# Recommendation on living in sydney



## JTE123 (Feb 11, 2011)

Could any of you guys recomend any apartments/ Holiday parks/ flats? for cheap renting for next year on a 12 month contract in sydney australia?
thanks joe.


----------



## buzzvishwanath (Jan 27, 2011)

I didnt want to create a new thread , hence posting here

I plan to move to syndey soon in a couple of months , Will be there by March for sure , can someone please suggest which place is ideal . 

I do not have a job yet
I am a software engineer
I am a Indian
I would like to have a shared accommodation till i find a decent job
I heard Syndey is expensive. Is it better in Sydney or Melbourne to Start off with ?

Thanks in Advance


----------



## misglobaltech (Dec 7, 2011)

I guess it depends very much on the location of your job. If your job is in the city, the rent is more expensive however it would be convenient for you to go to work. If your job is in a suburb, you can either live in a near suburb or choose a cheaper suburb with easy public transport access.


----------



## james12 (Feb 8, 2012)

buzzvishwanath said:


> I didnt want to create a new thread , hence posting here
> 
> I plan to move to syndey soon in a couple of months , Will be there by March for sure , can someone please suggest which place is ideal .
> 
> ...


Both Sydney and Melbourne are Best place to live in


----------

__STATED EXERCISE A__:
In the Sydney housing thread, what occupation does buzzvishwanath state?
__STATED EXERCISE B__:
Rewrite the paragraph of the Sydney housing thread that begins "I guess it depends very much" as a short bulleted list, keeping its main facts.

__RECORDS SUPPLIED__:
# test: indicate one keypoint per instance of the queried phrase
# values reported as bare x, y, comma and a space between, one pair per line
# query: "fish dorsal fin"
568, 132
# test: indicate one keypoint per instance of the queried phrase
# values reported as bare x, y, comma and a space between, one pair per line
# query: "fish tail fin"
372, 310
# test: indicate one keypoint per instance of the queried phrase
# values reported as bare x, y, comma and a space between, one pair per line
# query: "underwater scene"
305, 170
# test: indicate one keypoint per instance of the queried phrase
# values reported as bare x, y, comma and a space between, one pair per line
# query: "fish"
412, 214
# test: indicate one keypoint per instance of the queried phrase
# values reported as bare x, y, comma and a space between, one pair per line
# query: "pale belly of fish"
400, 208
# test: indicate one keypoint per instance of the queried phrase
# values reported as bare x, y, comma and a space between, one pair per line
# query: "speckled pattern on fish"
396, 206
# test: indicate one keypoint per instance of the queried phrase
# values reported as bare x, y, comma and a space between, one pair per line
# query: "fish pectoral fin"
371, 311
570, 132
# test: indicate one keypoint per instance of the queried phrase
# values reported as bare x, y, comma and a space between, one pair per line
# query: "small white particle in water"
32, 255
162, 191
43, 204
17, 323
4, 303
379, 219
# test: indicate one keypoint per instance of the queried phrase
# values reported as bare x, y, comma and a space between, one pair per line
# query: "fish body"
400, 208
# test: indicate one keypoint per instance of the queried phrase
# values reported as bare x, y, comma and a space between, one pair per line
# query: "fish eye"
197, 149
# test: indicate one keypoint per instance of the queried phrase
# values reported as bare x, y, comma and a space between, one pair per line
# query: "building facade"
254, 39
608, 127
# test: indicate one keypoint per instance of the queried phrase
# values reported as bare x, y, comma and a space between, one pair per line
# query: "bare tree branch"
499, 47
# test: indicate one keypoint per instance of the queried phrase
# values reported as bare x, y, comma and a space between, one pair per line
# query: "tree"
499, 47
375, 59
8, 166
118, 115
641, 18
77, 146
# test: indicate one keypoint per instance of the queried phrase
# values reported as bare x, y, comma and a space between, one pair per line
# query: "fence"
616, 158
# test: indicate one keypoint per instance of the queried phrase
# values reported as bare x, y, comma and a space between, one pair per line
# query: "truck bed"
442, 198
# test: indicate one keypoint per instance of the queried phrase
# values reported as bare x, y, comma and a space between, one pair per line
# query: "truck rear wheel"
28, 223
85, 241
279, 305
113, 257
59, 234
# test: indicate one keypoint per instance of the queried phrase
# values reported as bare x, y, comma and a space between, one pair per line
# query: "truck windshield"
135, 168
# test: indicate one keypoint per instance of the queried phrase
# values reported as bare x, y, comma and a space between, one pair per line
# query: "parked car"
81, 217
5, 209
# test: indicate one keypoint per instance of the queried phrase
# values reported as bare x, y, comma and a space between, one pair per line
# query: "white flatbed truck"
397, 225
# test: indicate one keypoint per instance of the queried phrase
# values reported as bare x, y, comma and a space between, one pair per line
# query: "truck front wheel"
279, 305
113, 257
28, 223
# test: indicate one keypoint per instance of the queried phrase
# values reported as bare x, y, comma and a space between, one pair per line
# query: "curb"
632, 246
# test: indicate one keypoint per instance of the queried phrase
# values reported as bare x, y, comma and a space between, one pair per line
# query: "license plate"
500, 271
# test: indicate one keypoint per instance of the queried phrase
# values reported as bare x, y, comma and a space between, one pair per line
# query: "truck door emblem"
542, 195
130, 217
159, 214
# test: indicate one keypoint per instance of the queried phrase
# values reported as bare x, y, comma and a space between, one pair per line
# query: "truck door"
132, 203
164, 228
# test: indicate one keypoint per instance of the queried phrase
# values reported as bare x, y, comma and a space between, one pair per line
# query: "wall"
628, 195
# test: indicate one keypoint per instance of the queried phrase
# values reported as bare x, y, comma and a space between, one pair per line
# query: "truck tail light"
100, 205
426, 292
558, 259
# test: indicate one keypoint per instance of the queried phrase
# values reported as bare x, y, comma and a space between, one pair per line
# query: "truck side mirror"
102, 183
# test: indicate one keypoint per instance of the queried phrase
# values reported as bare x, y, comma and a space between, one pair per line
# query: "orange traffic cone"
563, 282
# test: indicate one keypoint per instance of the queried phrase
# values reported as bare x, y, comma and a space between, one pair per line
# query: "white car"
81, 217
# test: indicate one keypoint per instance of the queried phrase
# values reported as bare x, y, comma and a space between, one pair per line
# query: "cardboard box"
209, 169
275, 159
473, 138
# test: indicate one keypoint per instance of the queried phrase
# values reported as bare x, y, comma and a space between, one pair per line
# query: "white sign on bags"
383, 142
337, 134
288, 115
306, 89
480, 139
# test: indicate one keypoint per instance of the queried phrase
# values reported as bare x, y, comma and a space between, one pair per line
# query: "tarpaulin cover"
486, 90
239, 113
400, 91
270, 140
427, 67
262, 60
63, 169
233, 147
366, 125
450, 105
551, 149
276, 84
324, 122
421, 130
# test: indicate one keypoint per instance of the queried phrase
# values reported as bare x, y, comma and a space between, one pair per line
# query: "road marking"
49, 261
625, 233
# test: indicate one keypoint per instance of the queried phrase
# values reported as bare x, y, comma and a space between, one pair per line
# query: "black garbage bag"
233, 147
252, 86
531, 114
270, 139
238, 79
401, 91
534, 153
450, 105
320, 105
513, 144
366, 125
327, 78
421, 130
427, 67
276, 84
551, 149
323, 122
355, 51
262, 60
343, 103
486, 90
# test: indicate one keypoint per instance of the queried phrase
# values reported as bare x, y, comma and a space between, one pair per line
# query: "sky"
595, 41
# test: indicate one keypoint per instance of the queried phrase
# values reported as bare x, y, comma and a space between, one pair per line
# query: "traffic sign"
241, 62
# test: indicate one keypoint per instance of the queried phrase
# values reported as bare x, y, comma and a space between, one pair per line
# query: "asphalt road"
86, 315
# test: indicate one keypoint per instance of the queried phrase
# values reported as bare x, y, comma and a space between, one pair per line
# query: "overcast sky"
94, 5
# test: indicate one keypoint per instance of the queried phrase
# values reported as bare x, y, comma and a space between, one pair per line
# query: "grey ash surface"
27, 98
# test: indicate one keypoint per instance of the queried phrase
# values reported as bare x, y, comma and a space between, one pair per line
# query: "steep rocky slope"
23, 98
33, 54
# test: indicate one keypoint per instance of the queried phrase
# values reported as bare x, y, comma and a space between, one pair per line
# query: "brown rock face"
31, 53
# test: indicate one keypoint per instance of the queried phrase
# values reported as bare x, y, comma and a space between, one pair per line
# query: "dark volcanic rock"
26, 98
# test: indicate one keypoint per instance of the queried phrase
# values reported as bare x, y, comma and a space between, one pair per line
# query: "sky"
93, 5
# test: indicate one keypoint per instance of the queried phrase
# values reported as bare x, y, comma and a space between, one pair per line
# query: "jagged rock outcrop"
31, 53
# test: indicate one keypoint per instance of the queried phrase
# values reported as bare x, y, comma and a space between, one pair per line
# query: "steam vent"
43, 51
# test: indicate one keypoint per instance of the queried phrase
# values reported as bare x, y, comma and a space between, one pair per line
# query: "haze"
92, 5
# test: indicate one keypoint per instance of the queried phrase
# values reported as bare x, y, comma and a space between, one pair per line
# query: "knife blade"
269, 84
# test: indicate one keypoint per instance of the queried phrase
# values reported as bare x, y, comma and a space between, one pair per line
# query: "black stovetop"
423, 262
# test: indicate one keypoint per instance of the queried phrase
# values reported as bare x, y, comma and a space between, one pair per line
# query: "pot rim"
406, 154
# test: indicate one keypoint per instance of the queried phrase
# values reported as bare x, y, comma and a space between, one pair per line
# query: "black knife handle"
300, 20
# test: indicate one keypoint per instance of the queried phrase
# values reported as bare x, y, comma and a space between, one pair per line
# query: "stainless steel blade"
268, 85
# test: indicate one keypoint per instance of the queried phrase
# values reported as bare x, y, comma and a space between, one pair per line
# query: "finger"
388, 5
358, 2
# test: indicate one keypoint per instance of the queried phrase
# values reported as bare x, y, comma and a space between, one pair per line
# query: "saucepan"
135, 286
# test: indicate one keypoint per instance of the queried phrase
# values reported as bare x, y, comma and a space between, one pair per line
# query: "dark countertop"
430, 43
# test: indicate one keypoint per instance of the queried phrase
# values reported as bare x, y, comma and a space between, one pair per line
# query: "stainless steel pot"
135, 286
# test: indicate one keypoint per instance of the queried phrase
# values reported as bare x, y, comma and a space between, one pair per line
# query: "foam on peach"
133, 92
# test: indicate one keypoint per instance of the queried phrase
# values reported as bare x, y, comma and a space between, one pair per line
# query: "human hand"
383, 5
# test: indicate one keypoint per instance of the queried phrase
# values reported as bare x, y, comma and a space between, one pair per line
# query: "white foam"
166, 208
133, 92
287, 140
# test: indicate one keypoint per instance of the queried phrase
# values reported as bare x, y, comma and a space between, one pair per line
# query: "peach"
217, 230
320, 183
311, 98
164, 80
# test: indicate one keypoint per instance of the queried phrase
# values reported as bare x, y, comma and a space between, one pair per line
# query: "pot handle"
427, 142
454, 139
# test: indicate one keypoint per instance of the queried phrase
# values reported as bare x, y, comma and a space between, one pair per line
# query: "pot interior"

__EXERCISE RESPONSE A__:
Software engineer.

__EXERCISE RESPONSE B__:
- The best place to live depends largely on where the job is.
- A job in the city means higher rent but a convenient commute.
- A job in a suburb allows living in a nearby suburb or in a cheaper suburb with easy public transport access.